◆ Assignment 1 ◆
Recast the rows as a numbered list, without blank lines. Begin at the first line of the rows and stop after the line that contains "negative clicks: (76, 185) (64, 190)".

◆ Document text ◆
┌──

Meet Akalam Tnarg, My Kids’ “Other” Mother

Sometimes I wonder if my kids know how good they’ve got it.

At least four times a day, I ask one of them to pick up a toy or wipe up a spill that threatens to cripple a member of our household if it is removed from its precarious position.

“But I didn’t do it!” is almost always the answer I receive in objection to my banal request.

These objections generally end with my cleaning up the offending debris and saving my family from certain harm. Sometimes it’s just easier to clean up the mess than to argue with kindergarteners. But the other night, after hearing “I didn’t do it” and “I didn’t make that mess” more than I cared to, I finally snapped.

“You guys never want to help around here because you ‘didn’t do it’,” I raged. “Do you know what your lives would be like if I lived MY LIFE by that motto? Huh? Do you?!?! Let me tell you how different your days would be…”

***Lights fading out****

It’s Monday morning and I’ve been asleep for 12 hours. I went to bed at 7 o’clock the night before, because I didn’t have to make dinner. I wasn’t hungry, so I didn’t cook. As I stretch lazily, my bedraggled children knock meekly at my door.

“Mommy, can we come in please?”

“What do you need in my room at this hour?”

“We don’t have any toothpaste in our bathroom…can we use yours?”

I balk at this request.

“Why would you want to use MY toothpaste? Didn’t you go to store and buy your own?”

“Mom!” they wail behind my locked door. “We’re only 5 and 7 years old. We can’t drive!”

“Sounds like a personal problem to me,” I retort. I then get up to brush my teeth with MY tooth paste purchased with MY money. 10 minutes later, I see my children sitting naked at the dinner table.

“Why don’t you guys have your uniforms on?”

“Because they’re dirty. You didn’t wash them,” my 5 year old says forlornly.

“Oh? Did I wear your uniforms?”


“Did I make them dirty?” I press, pouring myself a cup of coffee.


“Then why would I wash them?”

The girls are stunned, shivering in the early morning winter chill. I advise them to go and get their uniforms out of the dirty clothes basket if they want something to wear that day. Aya is particularly alarmed at this suggestion, given her penchant for dripping spaghetti sauce on the front of all her clothes.

“But Mooommeeee! It’s not clean!”

“Well I guess you should have thought of that last night when you were busy playing with your toys,” I say simply. “Shoulda been bustin’ some suds.”

When the girls have set off for school, I settle in to spend the morning watching Maury, Jerry and Judge Anybody. A short while later, Stone approaches me.

└──

◆ Assignment 2 ◆
Using the post about the kids' "other" mother, decide whether each statement agrees with the text. Answer yes or no and quote the words that settle it. (a) The children are 5 and 7 years old. (b) The narrator went to bed at 9 o'clock the night before. (c) Aya tends to drip spaghetti sauce on her clothes.

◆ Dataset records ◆
┌──

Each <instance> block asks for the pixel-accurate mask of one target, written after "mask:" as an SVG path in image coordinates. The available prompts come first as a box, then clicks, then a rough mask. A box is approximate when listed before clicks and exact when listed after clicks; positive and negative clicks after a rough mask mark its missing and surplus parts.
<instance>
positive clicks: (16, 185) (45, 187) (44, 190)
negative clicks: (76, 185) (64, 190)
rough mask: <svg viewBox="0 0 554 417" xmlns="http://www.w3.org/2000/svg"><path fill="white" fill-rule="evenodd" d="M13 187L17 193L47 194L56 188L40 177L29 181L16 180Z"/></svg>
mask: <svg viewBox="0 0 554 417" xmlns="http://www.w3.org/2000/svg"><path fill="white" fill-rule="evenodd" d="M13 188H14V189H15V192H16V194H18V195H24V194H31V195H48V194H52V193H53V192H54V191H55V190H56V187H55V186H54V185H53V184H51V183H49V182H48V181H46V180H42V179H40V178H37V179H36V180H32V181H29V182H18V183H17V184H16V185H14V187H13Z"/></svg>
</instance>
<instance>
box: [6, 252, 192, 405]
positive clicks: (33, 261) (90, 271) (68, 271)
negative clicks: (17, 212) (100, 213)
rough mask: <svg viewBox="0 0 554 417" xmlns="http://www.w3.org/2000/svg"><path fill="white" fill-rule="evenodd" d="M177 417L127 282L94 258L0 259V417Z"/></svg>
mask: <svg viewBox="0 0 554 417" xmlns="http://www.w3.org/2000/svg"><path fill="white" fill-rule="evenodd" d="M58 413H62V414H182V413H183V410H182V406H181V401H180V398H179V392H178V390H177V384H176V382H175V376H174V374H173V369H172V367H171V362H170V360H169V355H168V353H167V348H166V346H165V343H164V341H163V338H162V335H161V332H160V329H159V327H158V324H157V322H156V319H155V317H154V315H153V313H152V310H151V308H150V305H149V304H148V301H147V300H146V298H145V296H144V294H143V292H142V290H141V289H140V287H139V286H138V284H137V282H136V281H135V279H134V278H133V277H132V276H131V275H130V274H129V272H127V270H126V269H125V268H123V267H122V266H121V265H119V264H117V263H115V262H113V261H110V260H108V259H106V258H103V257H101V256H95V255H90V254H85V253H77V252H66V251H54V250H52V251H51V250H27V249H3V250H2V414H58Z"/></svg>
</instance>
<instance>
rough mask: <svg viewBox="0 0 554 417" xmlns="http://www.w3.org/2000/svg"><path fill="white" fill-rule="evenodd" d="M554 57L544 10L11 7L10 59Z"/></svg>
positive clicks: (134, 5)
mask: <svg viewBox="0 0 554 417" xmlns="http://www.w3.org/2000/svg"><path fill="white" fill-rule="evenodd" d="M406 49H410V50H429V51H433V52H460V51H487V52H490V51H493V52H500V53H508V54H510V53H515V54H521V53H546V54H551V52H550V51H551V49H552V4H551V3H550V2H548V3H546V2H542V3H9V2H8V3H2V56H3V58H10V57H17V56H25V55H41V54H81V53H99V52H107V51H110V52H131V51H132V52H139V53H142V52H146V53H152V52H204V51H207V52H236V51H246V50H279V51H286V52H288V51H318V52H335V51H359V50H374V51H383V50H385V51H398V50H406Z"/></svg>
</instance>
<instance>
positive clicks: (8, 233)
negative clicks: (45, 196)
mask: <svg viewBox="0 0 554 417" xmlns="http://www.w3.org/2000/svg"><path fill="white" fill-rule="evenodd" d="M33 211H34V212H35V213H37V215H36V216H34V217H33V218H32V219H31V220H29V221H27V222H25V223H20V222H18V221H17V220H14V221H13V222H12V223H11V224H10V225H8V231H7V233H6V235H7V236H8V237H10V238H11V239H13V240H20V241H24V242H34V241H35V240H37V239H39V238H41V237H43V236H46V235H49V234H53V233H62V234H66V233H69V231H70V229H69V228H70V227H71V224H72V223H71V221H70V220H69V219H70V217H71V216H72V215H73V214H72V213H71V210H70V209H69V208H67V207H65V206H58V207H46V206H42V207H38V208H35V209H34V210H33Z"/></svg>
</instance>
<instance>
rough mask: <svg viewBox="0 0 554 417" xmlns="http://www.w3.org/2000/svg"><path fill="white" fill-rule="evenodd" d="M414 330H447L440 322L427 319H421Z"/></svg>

└──

◆ Exercise result 1 ◆
1. Each <instance> block asks for the pixel-accurate mask of one target, written after "mask:" as an SVG path in image coordinates. The available prompts come first as a box, then clicks, then a rough mask. A box is approximate when listed before clicks and exact when listed after clicks; positive and negative clicks after a rough mask mark its missing and surplus parts.
2. <instance>
3. positive clicks: (16, 185) (45, 187) (44, 190)
4. negative clicks: (76, 185) (64, 190)

◆ Exercise result 2 ◆
(a) Yes: "We’re only 5 and 7 years old."
(b) No: "I went to bed at 7 o’clock the night before"
(c) Yes: "given her penchant for dripping spaghetti sauce on the front of all her clothes"